(DOCUMENT EXCERPT begins)

Monday, June 21, 2010

Skinny, But Not A Freak

"How does that go?" my friend began, a smile creeping onto her face. "Blessed are the meek: for they shall inherit the earth?"

"Yes, well, I hope it's skinny people, too," I grumbled, knowing exactly what she was doing. I was in the middle of non-meekly ranting about something I still hadn't accepted, and both of us knew at the rate I was going the only thing I was destined to get was something stress-related.

But I was tired of the media referring to certain celebrities and actresses as "skeletons" and possessing "collarbones that could cut glass."

I was fed up with people assuming that the only reason for these women's thinness was because they engaged in willful starvation or something equally as harmful.

And it wasn't just the media anymore. Recently one of my other friends had decided she didn't like a movie an actress was in because that actress had become "too skinny."

The way my friend was talking, you'd have thought this actress had drowned some puppies--or something just as evil. And I couldn't help wondering: When did being thin become sinful?

Had people forgotten that some humans are genetically thin--and do actually eat at least three meals a day, including fat and carbs?

Whether this actress was naturally lean, I didn't know. But for a 45-year-old woman, I thought she looked strong and healthy--definitely not "too skinny". And before I knew it, I was defending her.

I wish I could say it was for altruistic reasons, but it wasn't. It was because of a stranger's comment years ago, which made this issue feel personal.

I was in my early 30s and working part-time as an on-air host for a visitors'-television channel. For one particular shoot, I was the model for a clothing store.

The store happened to be in between merchandise shipments, so the staff was having difficulty fitting me. When I finally stepped out of the dressing room to show the store's owner the outfit, a look of disgust flooded her face.

"No! No! Your chest! Your shoulders!"

She whirled away from me, snatched a scarf the size of a sofa from one of her staff, bound it around my neck and shoulders, and commanded, "Hide your bones."

That's when my center shifted from inside of me to somebody else that I didn't even know and I felt like the freak I assumed she thought I was.

(DOCUMENT EXCERPT ends)

- **EXERCISE SET**:
**1)** Decide whether each statement agrees with the blog post about being skinny. For each, answer yes or no and quote the words of the post that settle it.
(a) The writer was working full-time as an on-air host when the clothing-store shoot took place.
(b) The writer knew the actress was naturally lean.
(c) The store owner took a scarf from a staff member and wrapped it around the writer's neck and shoulders.
**2)** Write the next part of the blog post "Skinny, But Not A Freak," beginning right after its final sentence.

(DATA LISTING begins)

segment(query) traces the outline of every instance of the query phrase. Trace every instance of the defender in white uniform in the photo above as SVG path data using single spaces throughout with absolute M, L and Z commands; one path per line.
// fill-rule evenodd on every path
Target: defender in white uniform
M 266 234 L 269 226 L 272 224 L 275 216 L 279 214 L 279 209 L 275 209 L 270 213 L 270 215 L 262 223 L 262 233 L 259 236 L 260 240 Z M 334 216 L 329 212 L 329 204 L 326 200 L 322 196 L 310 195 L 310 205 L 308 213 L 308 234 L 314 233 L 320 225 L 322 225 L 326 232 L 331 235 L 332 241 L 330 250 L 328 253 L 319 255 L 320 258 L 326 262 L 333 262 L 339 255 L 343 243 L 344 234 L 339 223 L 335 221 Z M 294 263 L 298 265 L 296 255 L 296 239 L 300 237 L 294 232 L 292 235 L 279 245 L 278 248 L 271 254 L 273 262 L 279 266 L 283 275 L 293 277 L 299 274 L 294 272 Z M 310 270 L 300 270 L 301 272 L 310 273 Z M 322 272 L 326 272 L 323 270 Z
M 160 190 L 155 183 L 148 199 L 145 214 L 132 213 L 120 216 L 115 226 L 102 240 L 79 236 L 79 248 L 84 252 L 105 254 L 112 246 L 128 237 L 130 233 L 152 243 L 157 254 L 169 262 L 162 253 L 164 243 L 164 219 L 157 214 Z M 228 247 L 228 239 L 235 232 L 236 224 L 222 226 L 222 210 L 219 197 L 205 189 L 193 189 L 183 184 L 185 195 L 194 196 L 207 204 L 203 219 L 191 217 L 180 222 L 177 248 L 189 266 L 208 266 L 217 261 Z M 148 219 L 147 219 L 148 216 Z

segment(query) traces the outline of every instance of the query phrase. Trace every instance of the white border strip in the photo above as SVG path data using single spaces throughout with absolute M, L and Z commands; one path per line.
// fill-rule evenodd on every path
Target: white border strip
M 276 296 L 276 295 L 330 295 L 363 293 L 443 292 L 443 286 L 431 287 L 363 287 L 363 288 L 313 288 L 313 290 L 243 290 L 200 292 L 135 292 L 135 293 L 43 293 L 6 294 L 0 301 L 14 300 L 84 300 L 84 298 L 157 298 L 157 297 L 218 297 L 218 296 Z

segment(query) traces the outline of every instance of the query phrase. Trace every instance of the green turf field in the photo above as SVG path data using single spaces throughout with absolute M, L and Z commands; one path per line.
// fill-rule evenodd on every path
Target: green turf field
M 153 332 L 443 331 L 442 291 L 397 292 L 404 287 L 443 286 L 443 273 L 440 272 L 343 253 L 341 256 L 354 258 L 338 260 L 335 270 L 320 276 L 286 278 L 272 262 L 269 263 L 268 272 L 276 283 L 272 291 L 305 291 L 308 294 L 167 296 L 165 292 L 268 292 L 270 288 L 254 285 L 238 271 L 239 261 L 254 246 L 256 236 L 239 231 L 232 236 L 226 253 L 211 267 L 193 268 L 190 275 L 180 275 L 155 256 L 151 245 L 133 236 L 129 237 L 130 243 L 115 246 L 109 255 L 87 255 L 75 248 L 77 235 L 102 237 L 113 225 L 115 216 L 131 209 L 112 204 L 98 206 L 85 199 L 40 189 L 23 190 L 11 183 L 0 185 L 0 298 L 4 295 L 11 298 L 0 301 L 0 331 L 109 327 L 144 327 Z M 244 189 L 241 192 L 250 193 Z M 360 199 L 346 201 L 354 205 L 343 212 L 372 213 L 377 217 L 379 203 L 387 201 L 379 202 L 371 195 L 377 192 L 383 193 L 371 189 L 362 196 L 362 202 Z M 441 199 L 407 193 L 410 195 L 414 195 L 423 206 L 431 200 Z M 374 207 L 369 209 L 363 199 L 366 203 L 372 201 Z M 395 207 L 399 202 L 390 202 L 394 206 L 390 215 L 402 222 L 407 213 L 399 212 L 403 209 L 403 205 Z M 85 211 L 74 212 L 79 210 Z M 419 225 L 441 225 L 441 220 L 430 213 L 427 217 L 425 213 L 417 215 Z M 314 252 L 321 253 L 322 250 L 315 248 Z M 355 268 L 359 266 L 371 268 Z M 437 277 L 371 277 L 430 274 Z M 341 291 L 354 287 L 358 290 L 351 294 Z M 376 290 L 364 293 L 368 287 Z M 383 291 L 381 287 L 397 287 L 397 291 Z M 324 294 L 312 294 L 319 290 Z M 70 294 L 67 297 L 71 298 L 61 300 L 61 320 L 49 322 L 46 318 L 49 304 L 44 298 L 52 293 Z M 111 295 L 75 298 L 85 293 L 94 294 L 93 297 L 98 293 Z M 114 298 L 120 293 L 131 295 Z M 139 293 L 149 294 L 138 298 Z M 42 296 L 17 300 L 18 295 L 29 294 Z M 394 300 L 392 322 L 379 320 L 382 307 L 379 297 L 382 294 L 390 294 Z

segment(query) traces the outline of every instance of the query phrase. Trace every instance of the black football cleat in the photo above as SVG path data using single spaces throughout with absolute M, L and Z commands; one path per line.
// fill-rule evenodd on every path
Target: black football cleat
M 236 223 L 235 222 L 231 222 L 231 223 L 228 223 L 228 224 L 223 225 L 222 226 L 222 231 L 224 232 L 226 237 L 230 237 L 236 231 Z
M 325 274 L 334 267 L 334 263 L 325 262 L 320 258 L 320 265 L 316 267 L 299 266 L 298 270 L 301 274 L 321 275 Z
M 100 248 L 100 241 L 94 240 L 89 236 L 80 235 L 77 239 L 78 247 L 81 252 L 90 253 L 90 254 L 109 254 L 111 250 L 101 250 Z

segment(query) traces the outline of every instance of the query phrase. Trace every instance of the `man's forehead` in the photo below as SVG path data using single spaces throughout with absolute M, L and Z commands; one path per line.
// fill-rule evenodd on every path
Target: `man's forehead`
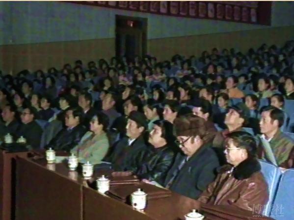
M 66 114 L 67 115 L 72 115 L 73 114 L 73 110 L 68 110 L 66 111 Z

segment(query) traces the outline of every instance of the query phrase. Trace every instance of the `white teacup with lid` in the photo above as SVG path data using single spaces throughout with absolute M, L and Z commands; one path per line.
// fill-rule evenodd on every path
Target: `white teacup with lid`
M 147 203 L 147 194 L 138 189 L 131 195 L 132 206 L 136 209 L 142 210 L 146 208 Z
M 5 144 L 12 144 L 13 142 L 13 138 L 9 133 L 4 136 L 4 142 Z
M 196 212 L 196 209 L 192 209 L 192 212 L 185 216 L 185 220 L 202 220 L 203 219 L 204 219 L 204 216 Z
M 26 138 L 24 138 L 23 136 L 21 136 L 17 139 L 16 143 L 19 144 L 26 144 L 27 143 L 27 140 L 26 140 Z
M 96 180 L 97 189 L 98 192 L 101 193 L 105 193 L 109 190 L 109 183 L 110 180 L 105 177 L 105 175 L 102 175 Z
M 91 164 L 89 161 L 82 165 L 82 176 L 87 179 L 90 178 L 93 175 L 93 164 Z
M 78 157 L 74 153 L 68 157 L 68 168 L 70 171 L 75 171 L 79 165 Z
M 48 163 L 54 163 L 55 161 L 55 151 L 51 147 L 46 150 L 46 160 Z

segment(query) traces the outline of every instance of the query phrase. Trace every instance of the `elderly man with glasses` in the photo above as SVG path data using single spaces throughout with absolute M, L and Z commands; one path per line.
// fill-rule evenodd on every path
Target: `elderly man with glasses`
M 255 140 L 244 131 L 230 133 L 224 153 L 229 165 L 218 169 L 218 175 L 198 199 L 201 202 L 232 205 L 253 211 L 267 203 L 267 185 L 256 156 Z
M 37 113 L 34 107 L 29 106 L 25 108 L 21 115 L 22 124 L 17 132 L 18 136 L 23 136 L 27 144 L 33 149 L 40 147 L 43 133 L 43 130 L 35 121 L 37 117 Z
M 176 119 L 176 142 L 182 152 L 177 154 L 164 181 L 165 187 L 194 199 L 214 180 L 215 170 L 219 166 L 206 123 L 193 115 Z

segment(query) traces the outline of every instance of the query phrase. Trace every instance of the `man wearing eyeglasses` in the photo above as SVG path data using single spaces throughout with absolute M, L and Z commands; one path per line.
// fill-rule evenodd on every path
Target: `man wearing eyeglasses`
M 23 124 L 18 132 L 19 137 L 22 136 L 27 140 L 27 143 L 34 149 L 40 147 L 41 136 L 43 133 L 42 128 L 35 120 L 37 113 L 33 107 L 28 107 L 23 110 L 21 119 Z
M 214 180 L 219 166 L 208 141 L 206 123 L 192 114 L 176 119 L 176 142 L 182 152 L 177 154 L 164 181 L 165 187 L 194 199 Z
M 267 184 L 261 171 L 254 138 L 244 131 L 228 135 L 224 153 L 229 164 L 217 169 L 214 181 L 209 184 L 198 201 L 212 205 L 238 207 L 253 211 L 268 199 Z

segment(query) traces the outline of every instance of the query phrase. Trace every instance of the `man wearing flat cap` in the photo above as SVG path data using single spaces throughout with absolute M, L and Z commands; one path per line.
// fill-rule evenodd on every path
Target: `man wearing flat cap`
M 224 122 L 227 128 L 217 132 L 213 142 L 213 147 L 215 148 L 221 165 L 226 163 L 223 149 L 225 139 L 233 131 L 243 130 L 242 127 L 245 126 L 249 116 L 249 109 L 242 102 L 228 108 Z
M 212 149 L 205 120 L 190 114 L 174 122 L 178 153 L 165 178 L 164 186 L 182 195 L 198 198 L 215 177 L 219 166 Z
M 112 164 L 115 171 L 130 171 L 132 163 L 136 160 L 138 164 L 149 153 L 145 135 L 147 121 L 144 114 L 133 111 L 129 115 L 127 124 L 127 136 L 114 144 L 107 159 Z

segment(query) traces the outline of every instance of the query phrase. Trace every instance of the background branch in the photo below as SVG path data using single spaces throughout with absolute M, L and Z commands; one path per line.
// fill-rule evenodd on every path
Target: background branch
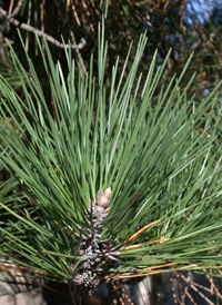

(DATA LISTING ends)

- **SOLVED TASKS**:
**1)**
(a) No: "I was in my early 30s and working part-time as an on-air host for a visitors'-television channel."
(b) No: "Whether this actress was naturally lean, I didn't know."
(c) Yes: "snatched a scarf the size of a sofa from one of her staff, bound it around my neck and shoulders"

**2)**
I had never felt that way about myself before. My whole family is genetically slender, so it had always felt natural to me. And as for my shoulders and collarbone, I'd never even noticed them before. But ever since then, they have felt like something that needed to be hidden.

Recently, after telling a close friend how much my bony shoulders bothered me, she asked me why I didn't simply put on some weight; then they wouldn't be bony anymore.

But I wasn't looking for advice on how to change what was natural about me in order to make others happy. What I was looking for was how to accept what was natural about me--even if it was different--in order to make myself happy and not feel like a freak.

There's a philosophical question that goes, "When you dance with a gorilla, how do you know when the dance is over?"

The answer is, "When the gorilla says so."

That's how it is with this resentment of mine. It's so big and powerful it will always rule my thoughts and feelings as long as I choose to let it.

If I want to be at peace with this body, grateful for the health and strength of it--instead of embarrassed because it doesn't match up to what some people think is beautiful or normal--no one can help me but me.

I have two choices really: I can keep wincing and whining or I can gather the meekness within me, the inner strength and humility, which makes me immune to getting hurt by what others think or say.

So I can gain the possession and control of my peace in this life on this earth.

And let the gorilla go.

QUESTION: Are you at peace with the natural shape and size of your body and, if not, why?